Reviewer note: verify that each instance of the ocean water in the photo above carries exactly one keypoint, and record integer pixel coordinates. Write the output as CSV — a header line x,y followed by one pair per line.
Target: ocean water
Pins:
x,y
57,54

**What you are asked to do**.
Rescale the records above: repeat every line, requests included, with each pixel coordinate in the answers multiplied by 1.8 and rounded to a whole number, halves rounding up.

**Completed exercise**.
Reviewer note: verify that each instance of the ocean water in the photo above carries exactly one keypoint, and record integer pixel coordinates. Write the output as CSV — a header line x,y followed by one pair per line.
Target: ocean water
Pins:
x,y
103,97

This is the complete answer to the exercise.